Thank you very much. Your explanations helped a lot.
I had a close look at the source file and tried a run with a constraint file as you suggested. Namely using HG1 or HD1 as a general descriptor for all three protons of a methyl-group. This works indeed very well. So there is no need for any "#".
For the record:
Degenerate protons are implemented in Rosetta using the AmbiguousNMRDistance constraint definition and the respective general identifier (e.g. HG1 for HG11; HG12; HG13) without any symbols or extra characters
Unfortunately, this brings me directly to a follow-up problem:
If I mix AtomPair and AmbiguousNMRDistance constraints I receive the following error which indicates that Rosetta might not be reading and therefore not using all constraints. (Occurs right at the beginning of abinitio "Stage 4".)

**Things to do**
A – Quote the forum post on Rosetta NMR constraints word for word, in full.
B – Print the records from their first line through the line holding "x=174 y=545", inclusive, with no changes. Leave out the pictures.

**Task inputs**
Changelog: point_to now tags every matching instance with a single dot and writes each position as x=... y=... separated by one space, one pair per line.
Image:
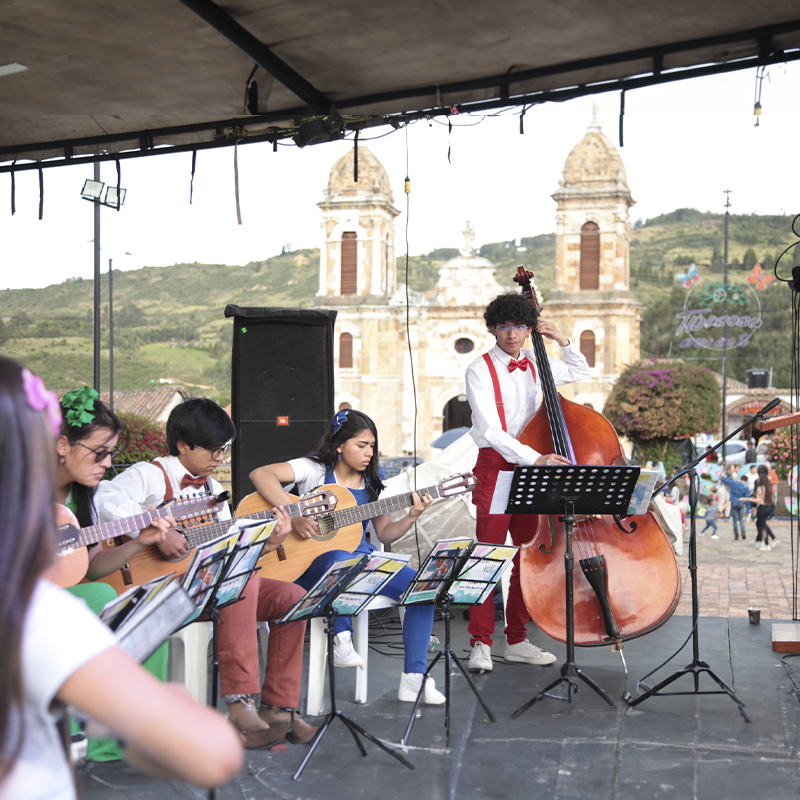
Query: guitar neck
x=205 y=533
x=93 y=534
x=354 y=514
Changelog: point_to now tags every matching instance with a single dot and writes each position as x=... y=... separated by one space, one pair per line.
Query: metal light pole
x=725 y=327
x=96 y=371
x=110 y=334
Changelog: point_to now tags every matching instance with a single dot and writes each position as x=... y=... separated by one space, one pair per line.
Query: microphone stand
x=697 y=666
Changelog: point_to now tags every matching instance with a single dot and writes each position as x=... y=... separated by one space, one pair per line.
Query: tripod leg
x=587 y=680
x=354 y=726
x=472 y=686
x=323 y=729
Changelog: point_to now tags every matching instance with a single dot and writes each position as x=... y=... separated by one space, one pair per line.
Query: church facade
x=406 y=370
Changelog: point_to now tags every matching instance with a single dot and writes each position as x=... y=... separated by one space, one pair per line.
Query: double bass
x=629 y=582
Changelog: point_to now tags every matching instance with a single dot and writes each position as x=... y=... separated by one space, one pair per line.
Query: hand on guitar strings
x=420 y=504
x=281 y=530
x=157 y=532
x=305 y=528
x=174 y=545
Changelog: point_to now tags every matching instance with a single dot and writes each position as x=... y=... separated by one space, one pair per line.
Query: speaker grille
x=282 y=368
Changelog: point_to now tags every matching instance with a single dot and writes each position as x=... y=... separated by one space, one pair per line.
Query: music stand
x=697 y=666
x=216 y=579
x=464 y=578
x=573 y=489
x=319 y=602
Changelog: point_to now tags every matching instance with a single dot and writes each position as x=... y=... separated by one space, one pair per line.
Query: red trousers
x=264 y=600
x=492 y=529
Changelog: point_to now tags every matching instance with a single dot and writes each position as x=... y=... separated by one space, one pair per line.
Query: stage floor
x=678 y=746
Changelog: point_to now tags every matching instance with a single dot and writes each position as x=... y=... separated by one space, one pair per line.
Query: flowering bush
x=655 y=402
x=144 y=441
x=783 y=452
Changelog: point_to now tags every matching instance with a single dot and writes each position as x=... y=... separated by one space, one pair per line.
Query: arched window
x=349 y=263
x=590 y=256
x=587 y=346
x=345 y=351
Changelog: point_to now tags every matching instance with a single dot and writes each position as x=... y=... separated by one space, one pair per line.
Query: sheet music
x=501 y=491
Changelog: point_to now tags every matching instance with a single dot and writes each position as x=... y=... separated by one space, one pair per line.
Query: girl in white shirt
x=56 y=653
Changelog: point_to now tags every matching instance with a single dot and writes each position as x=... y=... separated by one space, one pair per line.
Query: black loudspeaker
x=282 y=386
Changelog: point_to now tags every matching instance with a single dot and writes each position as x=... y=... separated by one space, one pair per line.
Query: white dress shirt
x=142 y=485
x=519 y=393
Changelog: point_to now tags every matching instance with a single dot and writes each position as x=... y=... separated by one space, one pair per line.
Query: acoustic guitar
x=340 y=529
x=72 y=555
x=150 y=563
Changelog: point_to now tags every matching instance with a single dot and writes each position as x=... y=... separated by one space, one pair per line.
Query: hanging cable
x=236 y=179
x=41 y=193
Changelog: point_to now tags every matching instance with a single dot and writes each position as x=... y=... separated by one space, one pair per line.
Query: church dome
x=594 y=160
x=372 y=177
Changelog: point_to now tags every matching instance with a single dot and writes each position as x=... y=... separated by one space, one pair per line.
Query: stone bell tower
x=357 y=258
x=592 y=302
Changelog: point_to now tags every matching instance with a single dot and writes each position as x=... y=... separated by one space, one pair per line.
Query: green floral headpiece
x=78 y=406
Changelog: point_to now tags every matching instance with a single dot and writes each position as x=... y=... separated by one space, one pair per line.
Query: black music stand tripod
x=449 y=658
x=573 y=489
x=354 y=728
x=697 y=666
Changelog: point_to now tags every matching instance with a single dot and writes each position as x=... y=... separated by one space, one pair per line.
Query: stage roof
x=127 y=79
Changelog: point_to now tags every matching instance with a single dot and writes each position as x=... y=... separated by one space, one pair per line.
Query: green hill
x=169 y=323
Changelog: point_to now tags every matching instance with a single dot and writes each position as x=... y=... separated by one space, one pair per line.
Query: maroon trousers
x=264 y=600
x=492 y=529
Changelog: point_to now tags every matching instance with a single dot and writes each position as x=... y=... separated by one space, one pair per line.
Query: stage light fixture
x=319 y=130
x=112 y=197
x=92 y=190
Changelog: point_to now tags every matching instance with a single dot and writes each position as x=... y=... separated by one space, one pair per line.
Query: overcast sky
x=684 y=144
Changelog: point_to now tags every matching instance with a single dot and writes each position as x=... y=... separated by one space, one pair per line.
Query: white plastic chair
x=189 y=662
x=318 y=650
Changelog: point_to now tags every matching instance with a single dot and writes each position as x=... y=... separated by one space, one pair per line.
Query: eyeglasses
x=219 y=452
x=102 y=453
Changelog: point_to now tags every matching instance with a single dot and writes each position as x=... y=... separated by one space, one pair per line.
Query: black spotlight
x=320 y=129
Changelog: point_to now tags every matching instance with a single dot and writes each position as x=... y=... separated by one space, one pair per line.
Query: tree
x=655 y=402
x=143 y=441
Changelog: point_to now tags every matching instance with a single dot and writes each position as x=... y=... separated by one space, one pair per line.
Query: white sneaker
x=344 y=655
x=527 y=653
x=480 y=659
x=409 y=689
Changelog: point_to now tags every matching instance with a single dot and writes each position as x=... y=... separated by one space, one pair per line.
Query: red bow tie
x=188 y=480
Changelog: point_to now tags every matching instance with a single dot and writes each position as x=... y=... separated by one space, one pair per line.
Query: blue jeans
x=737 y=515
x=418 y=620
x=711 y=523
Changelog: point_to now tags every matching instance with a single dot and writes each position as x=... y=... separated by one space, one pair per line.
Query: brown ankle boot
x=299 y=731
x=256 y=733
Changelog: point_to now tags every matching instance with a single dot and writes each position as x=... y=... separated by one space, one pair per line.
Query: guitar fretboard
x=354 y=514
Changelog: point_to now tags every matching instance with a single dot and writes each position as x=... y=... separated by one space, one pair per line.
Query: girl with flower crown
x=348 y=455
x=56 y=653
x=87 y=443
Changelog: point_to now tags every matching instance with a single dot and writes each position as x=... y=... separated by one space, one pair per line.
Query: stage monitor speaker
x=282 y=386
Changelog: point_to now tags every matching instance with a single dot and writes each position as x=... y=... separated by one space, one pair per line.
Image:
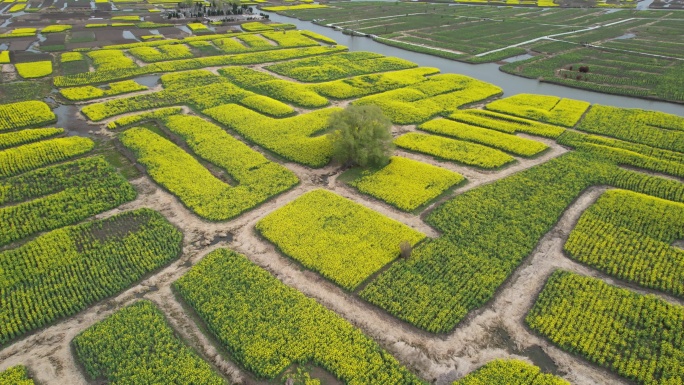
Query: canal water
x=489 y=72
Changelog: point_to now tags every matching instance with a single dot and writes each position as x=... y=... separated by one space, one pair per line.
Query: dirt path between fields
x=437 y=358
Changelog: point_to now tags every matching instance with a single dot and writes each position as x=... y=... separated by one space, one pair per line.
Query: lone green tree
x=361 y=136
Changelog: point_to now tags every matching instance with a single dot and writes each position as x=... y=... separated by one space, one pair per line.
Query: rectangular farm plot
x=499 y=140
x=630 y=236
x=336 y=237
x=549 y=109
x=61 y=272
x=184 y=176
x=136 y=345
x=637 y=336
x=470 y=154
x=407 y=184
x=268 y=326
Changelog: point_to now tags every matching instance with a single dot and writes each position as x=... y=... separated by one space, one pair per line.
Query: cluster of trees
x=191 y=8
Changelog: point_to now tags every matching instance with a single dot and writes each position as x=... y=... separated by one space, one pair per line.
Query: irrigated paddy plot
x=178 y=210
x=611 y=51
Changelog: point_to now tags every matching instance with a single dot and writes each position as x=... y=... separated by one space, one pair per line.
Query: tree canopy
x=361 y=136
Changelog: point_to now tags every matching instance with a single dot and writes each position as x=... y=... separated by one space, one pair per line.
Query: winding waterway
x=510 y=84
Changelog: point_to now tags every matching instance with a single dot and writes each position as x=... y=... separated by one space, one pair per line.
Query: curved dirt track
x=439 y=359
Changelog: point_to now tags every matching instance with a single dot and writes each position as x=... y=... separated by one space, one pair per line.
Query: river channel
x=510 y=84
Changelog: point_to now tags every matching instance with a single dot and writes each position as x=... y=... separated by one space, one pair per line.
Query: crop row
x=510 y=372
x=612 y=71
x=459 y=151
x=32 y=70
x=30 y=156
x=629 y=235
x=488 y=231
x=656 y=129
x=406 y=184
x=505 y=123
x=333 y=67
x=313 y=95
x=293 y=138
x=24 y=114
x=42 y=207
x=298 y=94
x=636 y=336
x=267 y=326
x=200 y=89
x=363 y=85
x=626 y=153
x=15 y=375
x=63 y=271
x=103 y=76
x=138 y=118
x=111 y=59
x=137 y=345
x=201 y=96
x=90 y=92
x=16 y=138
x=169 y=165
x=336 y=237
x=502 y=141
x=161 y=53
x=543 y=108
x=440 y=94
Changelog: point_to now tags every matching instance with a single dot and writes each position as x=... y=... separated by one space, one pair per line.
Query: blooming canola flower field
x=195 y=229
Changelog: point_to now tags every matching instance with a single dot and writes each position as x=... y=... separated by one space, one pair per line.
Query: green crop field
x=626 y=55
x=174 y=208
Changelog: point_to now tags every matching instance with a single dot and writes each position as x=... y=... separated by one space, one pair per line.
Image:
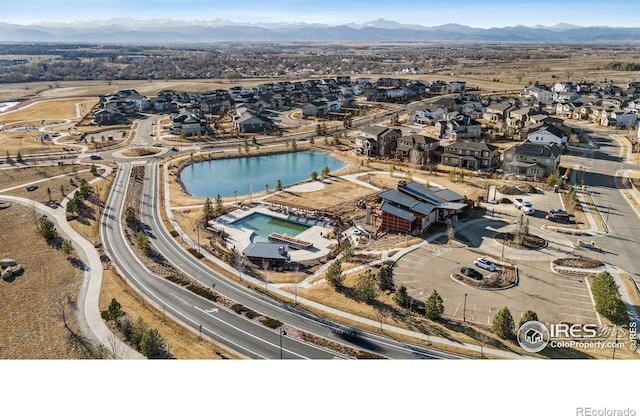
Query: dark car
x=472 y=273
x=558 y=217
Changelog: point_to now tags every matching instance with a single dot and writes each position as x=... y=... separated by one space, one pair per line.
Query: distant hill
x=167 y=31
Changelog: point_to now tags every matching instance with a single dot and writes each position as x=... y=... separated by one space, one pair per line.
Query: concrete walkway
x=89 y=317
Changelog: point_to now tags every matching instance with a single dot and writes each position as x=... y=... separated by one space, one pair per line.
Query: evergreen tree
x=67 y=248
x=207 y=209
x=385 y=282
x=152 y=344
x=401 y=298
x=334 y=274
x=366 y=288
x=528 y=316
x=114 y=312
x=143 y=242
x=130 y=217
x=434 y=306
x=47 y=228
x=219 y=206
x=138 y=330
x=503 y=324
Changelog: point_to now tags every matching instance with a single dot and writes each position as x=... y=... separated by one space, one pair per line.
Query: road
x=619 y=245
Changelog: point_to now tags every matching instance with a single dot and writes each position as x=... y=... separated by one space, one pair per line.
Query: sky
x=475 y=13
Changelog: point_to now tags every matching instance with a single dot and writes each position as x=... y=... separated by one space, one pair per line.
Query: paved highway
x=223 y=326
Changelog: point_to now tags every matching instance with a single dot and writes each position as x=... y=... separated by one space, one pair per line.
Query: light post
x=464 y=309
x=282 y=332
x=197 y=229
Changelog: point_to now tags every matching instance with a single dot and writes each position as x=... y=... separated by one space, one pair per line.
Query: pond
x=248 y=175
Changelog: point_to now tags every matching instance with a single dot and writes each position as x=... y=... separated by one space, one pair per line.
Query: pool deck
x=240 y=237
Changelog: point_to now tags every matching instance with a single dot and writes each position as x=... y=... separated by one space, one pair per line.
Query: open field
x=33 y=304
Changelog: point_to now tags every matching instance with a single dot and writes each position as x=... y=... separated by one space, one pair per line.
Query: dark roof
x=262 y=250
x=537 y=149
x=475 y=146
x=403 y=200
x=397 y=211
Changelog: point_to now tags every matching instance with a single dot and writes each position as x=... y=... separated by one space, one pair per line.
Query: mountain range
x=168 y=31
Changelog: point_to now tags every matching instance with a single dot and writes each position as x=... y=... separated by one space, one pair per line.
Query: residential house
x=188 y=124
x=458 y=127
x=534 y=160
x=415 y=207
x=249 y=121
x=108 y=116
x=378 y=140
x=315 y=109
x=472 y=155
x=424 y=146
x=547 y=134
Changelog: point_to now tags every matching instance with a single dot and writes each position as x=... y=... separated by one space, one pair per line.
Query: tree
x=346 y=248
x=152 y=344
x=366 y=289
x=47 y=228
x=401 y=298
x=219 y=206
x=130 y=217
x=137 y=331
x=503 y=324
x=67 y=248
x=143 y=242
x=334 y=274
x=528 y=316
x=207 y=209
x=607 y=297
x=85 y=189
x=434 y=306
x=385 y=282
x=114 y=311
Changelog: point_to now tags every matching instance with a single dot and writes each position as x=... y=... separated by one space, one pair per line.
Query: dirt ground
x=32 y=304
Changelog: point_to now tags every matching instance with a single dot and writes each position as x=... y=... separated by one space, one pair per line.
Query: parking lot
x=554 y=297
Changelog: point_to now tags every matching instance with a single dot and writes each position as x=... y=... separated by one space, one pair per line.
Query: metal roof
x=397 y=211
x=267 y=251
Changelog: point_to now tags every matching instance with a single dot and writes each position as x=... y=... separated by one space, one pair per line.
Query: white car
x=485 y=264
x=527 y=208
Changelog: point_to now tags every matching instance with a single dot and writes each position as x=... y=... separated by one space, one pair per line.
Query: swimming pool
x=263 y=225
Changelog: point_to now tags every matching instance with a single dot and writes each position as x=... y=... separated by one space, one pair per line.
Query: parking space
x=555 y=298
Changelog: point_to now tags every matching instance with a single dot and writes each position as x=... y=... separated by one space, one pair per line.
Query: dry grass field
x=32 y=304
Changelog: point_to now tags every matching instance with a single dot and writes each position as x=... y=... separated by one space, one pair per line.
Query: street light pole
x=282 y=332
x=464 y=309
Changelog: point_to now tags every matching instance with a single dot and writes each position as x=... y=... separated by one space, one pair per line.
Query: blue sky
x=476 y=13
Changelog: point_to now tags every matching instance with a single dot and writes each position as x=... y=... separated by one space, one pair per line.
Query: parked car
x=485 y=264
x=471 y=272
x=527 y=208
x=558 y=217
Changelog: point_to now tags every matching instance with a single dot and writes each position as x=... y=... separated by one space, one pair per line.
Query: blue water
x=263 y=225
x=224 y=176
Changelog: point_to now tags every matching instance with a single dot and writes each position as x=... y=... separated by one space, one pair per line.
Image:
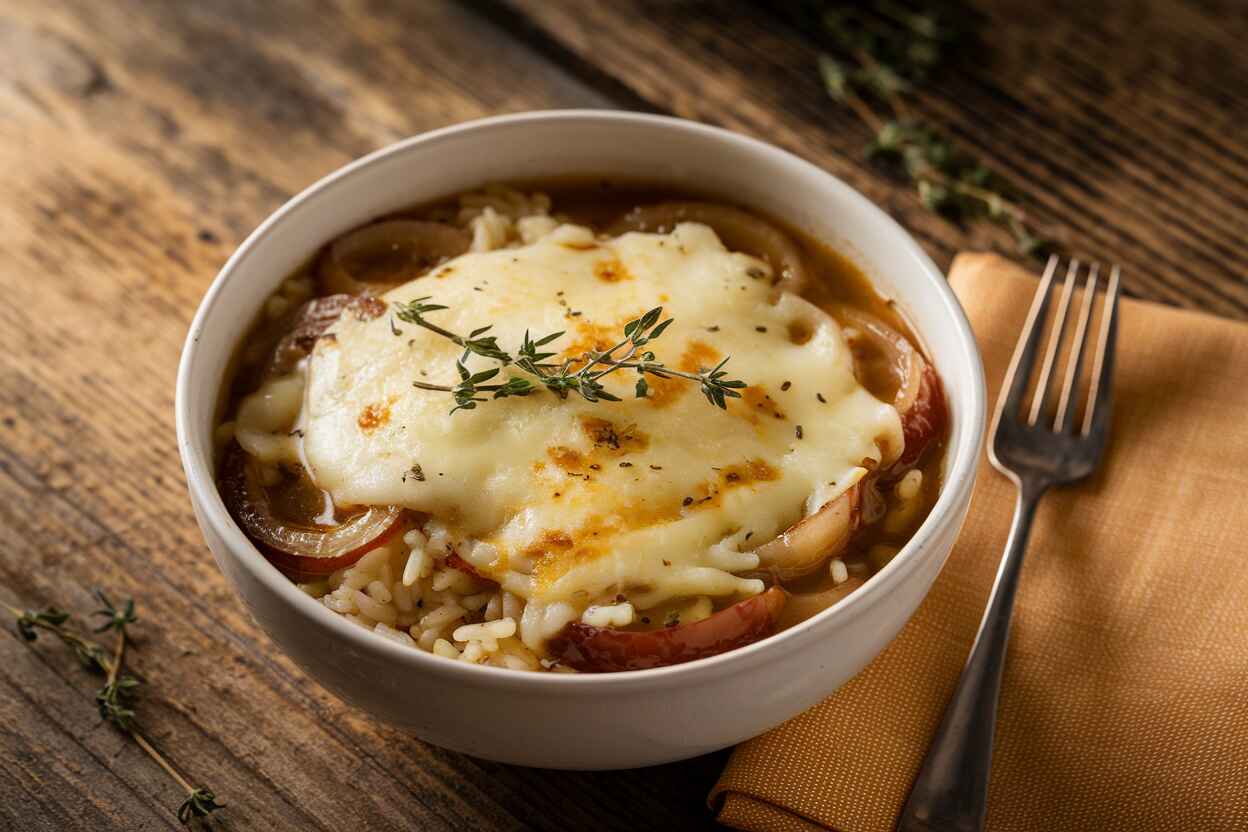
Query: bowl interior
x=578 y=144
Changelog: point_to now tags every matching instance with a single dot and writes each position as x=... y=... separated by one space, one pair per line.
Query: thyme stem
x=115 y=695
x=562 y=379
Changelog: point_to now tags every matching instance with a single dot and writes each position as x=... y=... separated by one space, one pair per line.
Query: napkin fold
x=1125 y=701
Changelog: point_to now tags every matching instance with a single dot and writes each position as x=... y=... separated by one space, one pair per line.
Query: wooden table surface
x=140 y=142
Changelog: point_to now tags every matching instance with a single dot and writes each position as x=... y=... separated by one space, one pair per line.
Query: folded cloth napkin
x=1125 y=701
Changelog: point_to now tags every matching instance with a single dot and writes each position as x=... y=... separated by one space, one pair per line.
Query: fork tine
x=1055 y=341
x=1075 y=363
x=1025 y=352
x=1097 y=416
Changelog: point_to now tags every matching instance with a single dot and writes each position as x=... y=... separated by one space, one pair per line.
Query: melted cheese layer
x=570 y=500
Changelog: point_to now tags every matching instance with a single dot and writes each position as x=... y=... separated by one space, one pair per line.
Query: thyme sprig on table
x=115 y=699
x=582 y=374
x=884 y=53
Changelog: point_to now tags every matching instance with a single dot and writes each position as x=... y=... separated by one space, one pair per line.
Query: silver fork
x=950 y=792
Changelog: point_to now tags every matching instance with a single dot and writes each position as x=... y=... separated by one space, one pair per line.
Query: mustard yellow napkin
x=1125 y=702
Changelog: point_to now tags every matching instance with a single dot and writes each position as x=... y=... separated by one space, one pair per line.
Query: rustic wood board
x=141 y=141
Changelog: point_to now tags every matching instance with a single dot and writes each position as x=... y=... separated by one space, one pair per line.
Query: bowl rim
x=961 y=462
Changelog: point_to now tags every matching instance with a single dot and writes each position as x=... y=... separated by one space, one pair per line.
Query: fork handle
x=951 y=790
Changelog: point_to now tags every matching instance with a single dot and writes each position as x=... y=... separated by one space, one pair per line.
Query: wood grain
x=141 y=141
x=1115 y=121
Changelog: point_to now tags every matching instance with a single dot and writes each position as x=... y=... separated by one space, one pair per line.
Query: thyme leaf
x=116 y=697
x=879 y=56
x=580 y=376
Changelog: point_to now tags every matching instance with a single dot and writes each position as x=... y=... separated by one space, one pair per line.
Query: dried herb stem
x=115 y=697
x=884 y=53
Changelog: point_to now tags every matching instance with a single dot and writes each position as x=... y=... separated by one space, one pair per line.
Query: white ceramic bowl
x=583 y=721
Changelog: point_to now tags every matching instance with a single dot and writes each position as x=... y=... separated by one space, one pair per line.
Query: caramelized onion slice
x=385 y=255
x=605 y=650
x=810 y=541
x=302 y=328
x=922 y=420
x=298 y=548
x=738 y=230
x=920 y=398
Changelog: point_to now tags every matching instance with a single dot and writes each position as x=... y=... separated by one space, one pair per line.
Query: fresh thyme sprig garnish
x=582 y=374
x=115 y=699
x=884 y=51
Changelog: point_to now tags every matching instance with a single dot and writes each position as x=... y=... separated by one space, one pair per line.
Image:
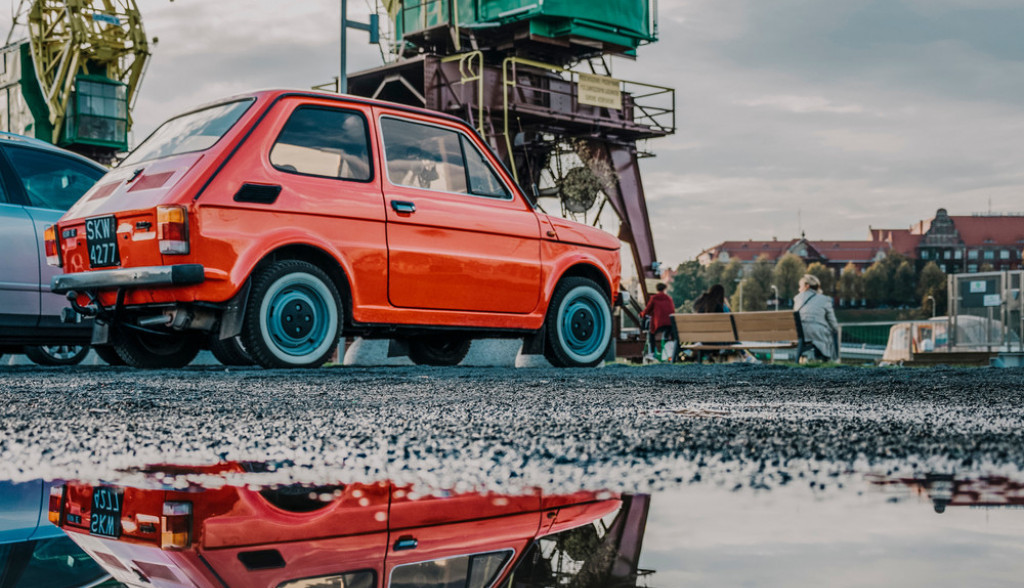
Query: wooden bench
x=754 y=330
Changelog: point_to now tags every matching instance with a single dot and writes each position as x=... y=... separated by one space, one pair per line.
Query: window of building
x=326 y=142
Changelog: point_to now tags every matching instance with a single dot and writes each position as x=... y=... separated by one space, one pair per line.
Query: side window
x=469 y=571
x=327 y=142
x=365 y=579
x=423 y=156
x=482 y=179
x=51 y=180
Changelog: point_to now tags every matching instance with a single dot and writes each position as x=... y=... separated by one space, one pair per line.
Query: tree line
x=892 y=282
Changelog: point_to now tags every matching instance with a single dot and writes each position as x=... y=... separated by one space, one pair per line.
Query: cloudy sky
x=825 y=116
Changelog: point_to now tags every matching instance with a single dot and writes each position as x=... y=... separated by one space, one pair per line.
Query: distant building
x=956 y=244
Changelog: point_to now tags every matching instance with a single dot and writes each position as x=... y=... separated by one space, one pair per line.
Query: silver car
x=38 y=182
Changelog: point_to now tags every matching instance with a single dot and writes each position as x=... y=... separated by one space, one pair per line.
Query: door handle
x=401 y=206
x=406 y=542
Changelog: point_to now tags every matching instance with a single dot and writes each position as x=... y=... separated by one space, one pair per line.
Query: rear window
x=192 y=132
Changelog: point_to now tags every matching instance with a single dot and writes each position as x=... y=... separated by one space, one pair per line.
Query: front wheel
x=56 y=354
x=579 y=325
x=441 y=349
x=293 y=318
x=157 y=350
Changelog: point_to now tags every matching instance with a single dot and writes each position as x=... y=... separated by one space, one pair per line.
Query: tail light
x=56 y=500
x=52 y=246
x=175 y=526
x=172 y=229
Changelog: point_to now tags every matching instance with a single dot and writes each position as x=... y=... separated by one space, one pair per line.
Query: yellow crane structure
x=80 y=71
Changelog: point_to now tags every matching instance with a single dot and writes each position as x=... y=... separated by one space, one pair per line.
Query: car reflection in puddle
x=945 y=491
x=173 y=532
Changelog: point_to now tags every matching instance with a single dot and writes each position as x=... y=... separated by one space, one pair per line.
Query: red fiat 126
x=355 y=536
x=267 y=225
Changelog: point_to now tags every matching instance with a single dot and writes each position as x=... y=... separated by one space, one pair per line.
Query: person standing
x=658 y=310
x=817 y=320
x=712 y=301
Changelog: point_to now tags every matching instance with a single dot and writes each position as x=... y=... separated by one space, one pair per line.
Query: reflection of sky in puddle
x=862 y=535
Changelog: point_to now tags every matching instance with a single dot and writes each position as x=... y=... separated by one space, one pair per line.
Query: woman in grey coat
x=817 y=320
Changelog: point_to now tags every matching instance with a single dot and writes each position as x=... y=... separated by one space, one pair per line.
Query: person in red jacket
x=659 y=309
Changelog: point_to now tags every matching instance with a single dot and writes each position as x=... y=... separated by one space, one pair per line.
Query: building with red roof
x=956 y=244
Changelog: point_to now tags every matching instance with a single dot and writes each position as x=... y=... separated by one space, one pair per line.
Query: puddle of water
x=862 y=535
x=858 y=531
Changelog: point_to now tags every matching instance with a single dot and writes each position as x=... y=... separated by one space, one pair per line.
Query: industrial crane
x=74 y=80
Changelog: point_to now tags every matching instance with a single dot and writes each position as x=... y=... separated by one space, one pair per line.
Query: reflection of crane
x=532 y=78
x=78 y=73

**Task-by-task answers**
A –
Thank you very much. Your explanations helped a lot.
I had a close look at the source file and tried a run with a constraint file as you suggested. Namely using HG1 or HD1 as a general descriptor for all three protons of a methyl-group. This works indeed very well. So there is no need for any "#".
For the record:
Degenerate protons are implemented in Rosetta using the AmbiguousNMRDistance constraint definition and the respective general identifier (e.g. HG1 for HG11; HG12; HG13) without any symbols or extra characters
Unfortunately, this brings me directly to a follow-up problem:
If I mix AtomPair and AmbiguousNMRDistance constraints I receive the following error which indicates that Rosetta might not be reading and therefore not using all constraints. (Occurs right at the beginning of abinitio "Stage 4".)

B –
Changelog: point_to now tags every matching instance with a single dot and writes each position as x=... y=... separated by one space, one pair per line.
Image:
Query: guitar neck
x=205 y=533
x=93 y=534
x=354 y=514
Changelog: point_to now tags every matching instance with a single dot and writes each position as x=... y=... separated by one space, one pair per line.
Query: metal light pole
x=725 y=327
x=96 y=371
x=110 y=334
Changelog: point_to now tags every matching instance with a single dot and writes each position as x=... y=... separated by one space, one pair per line.
Query: microphone stand
x=697 y=666
Changelog: point_to now tags every matching instance with a single dot and writes each position as x=... y=... separated by one space, one pair per line.
Query: tripod leg
x=587 y=680
x=354 y=726
x=472 y=686
x=323 y=729
Changelog: point_to now tags every matching instance with a single dot and writes each position as x=... y=... separated by one space, one pair per line.
Query: church facade
x=406 y=370
Changelog: point_to now tags every matching instance with a single dot and writes each position as x=... y=... separated by one space, one pair per line.
Query: double bass
x=629 y=582
Changelog: point_to now tags every matching instance with a single dot and writes each position as x=... y=... separated by one space, one pair per line.
Query: hand on guitar strings
x=420 y=504
x=281 y=530
x=157 y=532
x=305 y=528
x=174 y=545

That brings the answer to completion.